Point labeling dataset excerpts:
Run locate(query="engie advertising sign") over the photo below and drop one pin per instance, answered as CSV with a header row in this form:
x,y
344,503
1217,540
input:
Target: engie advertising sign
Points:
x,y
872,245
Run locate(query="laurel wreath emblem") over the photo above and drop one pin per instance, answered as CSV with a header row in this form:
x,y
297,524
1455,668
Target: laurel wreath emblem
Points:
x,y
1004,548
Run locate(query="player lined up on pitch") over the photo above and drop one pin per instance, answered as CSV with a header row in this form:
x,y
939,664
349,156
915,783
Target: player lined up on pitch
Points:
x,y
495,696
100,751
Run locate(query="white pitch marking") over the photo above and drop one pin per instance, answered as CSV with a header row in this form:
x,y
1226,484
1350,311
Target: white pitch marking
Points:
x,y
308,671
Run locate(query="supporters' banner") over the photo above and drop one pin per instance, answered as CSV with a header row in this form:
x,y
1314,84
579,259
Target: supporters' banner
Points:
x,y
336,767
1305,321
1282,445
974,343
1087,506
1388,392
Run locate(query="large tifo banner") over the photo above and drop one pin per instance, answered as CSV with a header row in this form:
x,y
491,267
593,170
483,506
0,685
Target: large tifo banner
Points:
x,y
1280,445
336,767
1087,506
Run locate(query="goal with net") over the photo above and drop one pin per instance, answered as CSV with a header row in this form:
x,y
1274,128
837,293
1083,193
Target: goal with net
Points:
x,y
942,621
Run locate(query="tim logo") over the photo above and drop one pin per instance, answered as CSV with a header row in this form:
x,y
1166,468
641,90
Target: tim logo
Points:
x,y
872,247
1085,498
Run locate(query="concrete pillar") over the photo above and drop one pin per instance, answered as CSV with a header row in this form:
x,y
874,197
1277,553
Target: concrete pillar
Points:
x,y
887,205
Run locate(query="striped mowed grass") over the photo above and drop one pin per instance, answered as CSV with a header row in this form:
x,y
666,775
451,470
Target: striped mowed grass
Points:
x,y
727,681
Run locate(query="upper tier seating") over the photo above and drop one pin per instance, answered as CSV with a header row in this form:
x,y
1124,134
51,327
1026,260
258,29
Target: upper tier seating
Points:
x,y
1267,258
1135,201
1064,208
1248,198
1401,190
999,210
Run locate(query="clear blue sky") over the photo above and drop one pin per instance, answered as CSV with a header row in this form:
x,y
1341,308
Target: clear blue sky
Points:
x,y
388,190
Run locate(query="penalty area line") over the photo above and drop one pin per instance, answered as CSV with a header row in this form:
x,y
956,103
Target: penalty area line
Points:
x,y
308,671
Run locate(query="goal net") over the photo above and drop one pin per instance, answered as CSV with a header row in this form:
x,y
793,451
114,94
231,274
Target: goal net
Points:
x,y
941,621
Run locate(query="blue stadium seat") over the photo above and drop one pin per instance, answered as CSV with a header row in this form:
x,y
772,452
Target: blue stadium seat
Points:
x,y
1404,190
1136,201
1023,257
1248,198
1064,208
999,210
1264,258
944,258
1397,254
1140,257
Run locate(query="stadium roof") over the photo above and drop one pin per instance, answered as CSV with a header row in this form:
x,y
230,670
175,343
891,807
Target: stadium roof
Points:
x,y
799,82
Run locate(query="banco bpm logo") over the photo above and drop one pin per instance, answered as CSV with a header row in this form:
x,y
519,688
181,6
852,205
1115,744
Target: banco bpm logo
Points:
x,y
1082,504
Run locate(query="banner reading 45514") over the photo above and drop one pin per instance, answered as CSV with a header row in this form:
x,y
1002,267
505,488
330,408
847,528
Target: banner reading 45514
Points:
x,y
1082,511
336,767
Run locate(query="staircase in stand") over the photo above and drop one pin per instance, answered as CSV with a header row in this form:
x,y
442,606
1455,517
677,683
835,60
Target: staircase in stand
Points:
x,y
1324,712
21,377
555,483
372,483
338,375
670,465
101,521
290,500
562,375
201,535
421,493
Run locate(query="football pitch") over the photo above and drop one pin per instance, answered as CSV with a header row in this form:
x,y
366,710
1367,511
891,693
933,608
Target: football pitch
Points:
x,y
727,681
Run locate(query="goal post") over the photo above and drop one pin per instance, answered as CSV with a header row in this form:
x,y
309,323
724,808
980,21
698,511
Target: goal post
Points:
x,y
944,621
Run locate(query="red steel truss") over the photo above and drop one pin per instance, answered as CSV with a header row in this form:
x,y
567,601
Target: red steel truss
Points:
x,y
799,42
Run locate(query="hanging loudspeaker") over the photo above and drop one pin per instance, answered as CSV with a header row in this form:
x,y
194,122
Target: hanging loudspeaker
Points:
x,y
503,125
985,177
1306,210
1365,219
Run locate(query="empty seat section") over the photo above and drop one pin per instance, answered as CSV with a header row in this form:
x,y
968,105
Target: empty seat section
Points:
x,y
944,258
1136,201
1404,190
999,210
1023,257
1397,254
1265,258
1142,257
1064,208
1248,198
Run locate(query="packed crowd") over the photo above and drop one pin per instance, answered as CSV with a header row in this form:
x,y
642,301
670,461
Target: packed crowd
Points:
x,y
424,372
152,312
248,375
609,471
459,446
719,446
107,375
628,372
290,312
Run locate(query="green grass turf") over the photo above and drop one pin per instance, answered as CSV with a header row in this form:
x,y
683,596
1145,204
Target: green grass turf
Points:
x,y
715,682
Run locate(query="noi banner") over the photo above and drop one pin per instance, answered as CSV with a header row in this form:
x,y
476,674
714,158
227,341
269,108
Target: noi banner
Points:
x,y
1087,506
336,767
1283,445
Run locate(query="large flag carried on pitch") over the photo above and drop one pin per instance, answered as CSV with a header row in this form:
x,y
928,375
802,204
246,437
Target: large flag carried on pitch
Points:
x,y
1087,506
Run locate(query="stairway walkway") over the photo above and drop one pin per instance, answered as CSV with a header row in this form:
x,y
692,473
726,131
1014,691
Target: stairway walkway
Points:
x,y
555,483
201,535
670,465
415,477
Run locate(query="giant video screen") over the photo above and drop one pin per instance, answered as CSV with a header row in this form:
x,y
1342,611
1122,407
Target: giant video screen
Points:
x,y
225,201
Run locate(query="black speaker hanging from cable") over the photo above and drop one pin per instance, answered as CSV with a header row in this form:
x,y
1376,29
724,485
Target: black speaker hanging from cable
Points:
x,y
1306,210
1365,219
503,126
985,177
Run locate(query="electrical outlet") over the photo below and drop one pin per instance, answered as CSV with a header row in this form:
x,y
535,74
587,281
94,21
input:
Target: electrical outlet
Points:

What needs to be done: Print all of the data exactly as it was given.

Answer to the exercise:
Run locate(query="engie advertising sign") over the photo below and drop one pin per instance, answered as CSV with a header row in this form:
x,y
344,503
1217,540
input:
Target: engie advertising sign
Points:
x,y
872,245
Run locate(query="laurel wreath emblem") over the photo above and drop one pin per instance, answered as CSV with a header row in this form:
x,y
297,524
1455,668
Target: laurel wreath emblem
Points:
x,y
1004,548
Run locate(query="player lined up on pitch") over the photo above and drop one pin per instance, answered as CSV with a header row in this form:
x,y
939,664
349,156
915,783
Target: player lined up on pitch
Points:
x,y
495,696
100,751
Run locate(query="white pitch marking") over the photo above and drop one pin per instance, answered as CSV with a header row in this form:
x,y
1226,484
1350,311
Target: white pitch marking
Points:
x,y
308,671
Run locate(query="supporters' banner") over the photo above and drop one pin per instance, answered as CSV with a header row in this form:
x,y
1314,84
579,259
Target: supporters' banner
Points:
x,y
336,767
1305,321
1282,445
974,343
1087,506
1388,392
Run locate(query="large tifo banner") over the photo above and drop one pin per instance, answered as CSV with a header row in this form:
x,y
491,267
593,170
483,506
0,685
Target: large tifo banner
Points:
x,y
1280,445
336,767
1087,506
Run locate(query="goal with net") over the photo above and drop one pin per instance, answered as CSV with a header row in this form:
x,y
1274,128
837,293
1083,193
Target: goal with net
Points:
x,y
942,621
Run locate(query="tim logo") over the photo above and drop one pin per instance, answered as CSV with a header row in this form:
x,y
1166,468
641,90
Target: tim logo
Points:
x,y
872,247
1085,498
Run locate(query="concrete pillar") over the photo above and drop one pin per instance, answered as CSV with a header row in this form:
x,y
874,197
1277,553
Target: concrete pillar
Points:
x,y
887,205
Run locate(query="striped mowed grass") over the photo above and drop one pin per instance, answered as CSV with a header row in this form:
x,y
666,775
451,470
Target: striped mowed grass
Points:
x,y
727,681
Run locate(query="upper tier seating") over the photo above and drop one pin per instance, answered as CSV with a header row in this form:
x,y
1124,134
51,327
1026,260
258,29
Target: upper tier seating
Points:
x,y
1267,258
1135,201
1064,208
1248,198
1401,190
999,210
Run locate(query="clear blue sky") over the photo above and drop one pin per instance, answered as CSV with a header row in this form:
x,y
1341,308
Target: clear blue sky
Points:
x,y
388,190
Run locate(query="penalty area line") over the photo above and drop one pin per instance, answered as CSV with a header row in this form:
x,y
956,103
Target: penalty area line
Points:
x,y
308,671
Run locate(query="goal net") over the photo above and drop one pin per instance, answered as CSV with a header row in this form:
x,y
793,451
114,94
231,274
Target: goal net
Points:
x,y
941,621
Run locate(query="blue stadium seat") over the photo above and drop one pin per instance, answered as CSV with a header row in this form:
x,y
772,452
Target: blue stadium seat
Points:
x,y
1404,190
1136,201
1023,257
1248,198
1064,208
999,210
1264,258
944,258
1397,254
1140,257
Run locate(query="stadium roof") over the photo above and drop one pin per instance, answered as CSV with a header row in this form:
x,y
230,670
175,343
891,807
Target: stadium roof
Points:
x,y
799,82
Run locate(query="banco bpm logo") over the photo above and drop one pin per instance, answered as CSV with a header row in this form:
x,y
519,688
181,6
852,205
1115,744
Target: banco bpm logo
Points:
x,y
1082,504
Run locate(query="banner reading 45514") over the photo above and drop one pin per instance, answered as CSV with a header row in this form:
x,y
1002,267
505,488
330,408
847,528
Target: banner reading 45514
Points:
x,y
1082,511
336,767
Run locate(query="staircase in stand") over the photo above and drop one pin per instance, answered as CSV with a header row in this form:
x,y
442,606
1455,517
677,683
835,60
Target: staircase in stand
Points:
x,y
1324,712
21,377
555,483
372,483
338,375
670,465
101,521
290,500
562,375
201,535
421,493
Run locate(query="football pitch") over the photo above and drop one pin per instance, answered as CSV with a header row in this form:
x,y
366,710
1367,511
891,693
933,608
Target: football pitch
Points:
x,y
727,681
Run locate(query="goal post") over the photo above and drop one pin per instance, answered as CSV with a header row in this form:
x,y
309,323
724,808
980,21
698,511
Target: goal post
Points:
x,y
944,621
Run locate(query="red steel truss") over the photo above and drop one pin per instance, answered as CSV with a header row in this form:
x,y
567,601
Target: red steel truss
Points:
x,y
799,42
Run locate(query="hanging loudspeaker") over the photo above and drop one pin per instance, answered as CSV with a header row in this form:
x,y
194,122
Target: hanging loudspeaker
Points:
x,y
503,125
985,177
1306,210
1365,219
Run locate(query="empty seat section") over the photo above and drop one pin per instance, answered as CSV with a header row in this form:
x,y
968,105
Target: empty seat section
Points:
x,y
944,258
1136,201
1404,190
999,210
1023,257
1397,254
1265,258
1142,257
1064,208
1248,198
Run locate(query="packed crowd") over the photo above and drop one pin per instance, answered as CSV with a header row in this form:
x,y
642,301
670,461
Target: packed crowd
Points:
x,y
424,372
152,312
248,375
609,471
459,446
719,446
107,375
628,372
290,312
Run locate(query="green grass turf") over the photo above and drop one pin per instance, answered as CSV with a header row in this form:
x,y
683,596
1145,204
Target: green grass turf
Points:
x,y
715,682
Run locate(query="noi banner") over the photo above and drop one pin per instance, answered as CSV with a header row in this form:
x,y
476,674
714,158
227,341
269,108
Target: noi banner
Points:
x,y
1087,506
336,767
1283,445
Run locate(query="large flag carried on pitch") over the photo above and drop one pin per instance, answered as CSV with a header row in this form:
x,y
928,375
802,204
246,437
Target: large flag carried on pitch
Points:
x,y
1087,506
Run locate(query="stairway walkway") over the photo above and drop one pin per instance, answered as CSV with a header row in this form:
x,y
692,473
726,131
1014,691
Target: stairway walkway
Points:
x,y
555,483
201,535
670,465
415,477
Run locate(query="giant video screen") over the photo above and drop one pin per instance, answered as CSV with a header row in this form:
x,y
1342,611
1122,407
Target: giant video screen
Points:
x,y
225,201
Run locate(query="black speaker hanging from cable") over the photo above and drop one pin per instance, answered as CSV with a header row in this form:
x,y
1376,29
724,485
Target: black speaker hanging from cable
Points:
x,y
1306,210
1365,219
503,126
985,177
Run locate(query="electrical outlet") over the photo below and drop one pin per instance, answered as CSV with a header row in this form:
x,y
535,74
587,281
94,21
input:
Target: electrical outlet
Points:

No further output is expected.